- Teks Sumber:
::::
Fatwa Syaikh Muhammad Shaleh Al-Utsaimin rahimahullah dalam kitab beliau Majmu’ Fatawa wa Rasail Asy-Syaikh Al-Utsaimin, tentang Al-Wala` wal Bara` beliau ditanya: “Fadhilatusy Syaikh Muhammad Shaleh Al-Utsaimin ditanya tentang :  (bagaimana)  hukum bergaul dan berinteraksi dengan orang kafir, dengan sikap lembut dan halus, karena menginginkan keislaman mereka?”

Beliau menjawab:

Tidak diragukan bahwa seorang muslim wajib membenci musuh-musuh Allah dan berlepas diri dari mereka, karena ini adalah jalan yang ditempuh oleh para Rasul dan pengikut mereka.

Allah Ta’ala berfirman :

قَدْ كَانَتْ لَكُمْ أُسْوَةٌ حَسَنَةٌ فِي إِبْرَاهِيمَ وَالَّذِينَ مَعَهُ إِذْ قَالُوا لِقَوْمِهِمْ إِنَّا بُرَآءُ مِنْكُمْ وَمِمَّا تَعْبُدُونَ مِنْ دُونِ اللَّهِ كَفَرْنَا بِكُمْ وَبَدَا بَيْنَنَا وَبَيْنَكُمُ الْعَدَاوَةُ وَالْبَغْضَاءُ أَبَدًا حَتَّىٰ تُؤْمِنُوا بِاللَّهِ وَحْدَهُ

Sesungguhnya telah ada suri tauladan yang baik bagi kalian pada (Nabi) Ibrahim dan orang-orang yang bersama dengan dia; ketika mereka berkata kepada kaum mereka: “Sesungguhnya kami berlepas diri daripada kalian dari daripada apa yang kalian sembah selain Allah, kami ingkari (agama) kalian dan telah nyata antara kami dan kalian permusuhan dan kebencian buat selama-lamanya sampai kalian beriman kepada Allah saja” (QS. Al-Mumtahanah: 4).

Allah Ta’ala juga berfirman :

لَا تَجِدُ قَوْمًا يُؤْمِنُونَ بِاللَّهِ وَالْيَوْمِ الْآخِرِ يُوَادُّونَ مَنْ حَادَّ اللَّهَ وَرَسُولَهُ وَلَوْ كَانُوا آبَاءَهُمْ أَوْ أَبْنَاءَهُمْ أَوْ إِخْوَانَهُمْ أَوْ عَشِيرَتَهُمْ ۚ أُولَٰئِكَ كَتَبَ فِي قُلُوبِهِمُ الْإِيمَانَ وَأَيَّدَهُمْ بِرُوحٍ مِنْهُ

“(22)Kamu tidak akan mendapati kaum yang beriman pada Allah dan hari Akhirat, saling berkasih-sayang dengan orang-orang yang menentang Allah dan Rasul-Nya, sekalipun orang-orang itu bapak-bapak, atau anak-anak atau saudara-saudara ataupun keluarga mereka. Mereka itulah orang-orang yang telah menanamkan keimanan dalam hati mereka dan menguatkan mereka dengan Wahyu dan pertolongan yang datang dari-Nya” (QS. Al-Mujaadilah: 22).
::::
- Daftar Tugas:
1. Menurut teks sumber, di kitab apa fatwa Syaikh Muhammad Shaleh Al-Utsaimin ini termuat?
2. Tolong tuliskan ulang bagian teks sumber tanpa perubahan, mulai dari kata-kata yang memuat "Tidak diragukan bahwa" dan berhenti setelah "dan pengikut mereka.".

- Data Terkumpul:
::::
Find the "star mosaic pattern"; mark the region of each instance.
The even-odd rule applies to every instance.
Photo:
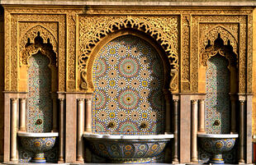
::::
- Jawaban Tugas:
1. Majmu’ Fatawa wa Rasail Asy-Syaikh Al-Utsaimin.

2.
Tidak diragukan bahwa seorang muslim wajib membenci musuh-musuh Allah dan berlepas diri dari mereka, karena ini adalah jalan yang ditempuh oleh para Rasul dan pengikut mereka.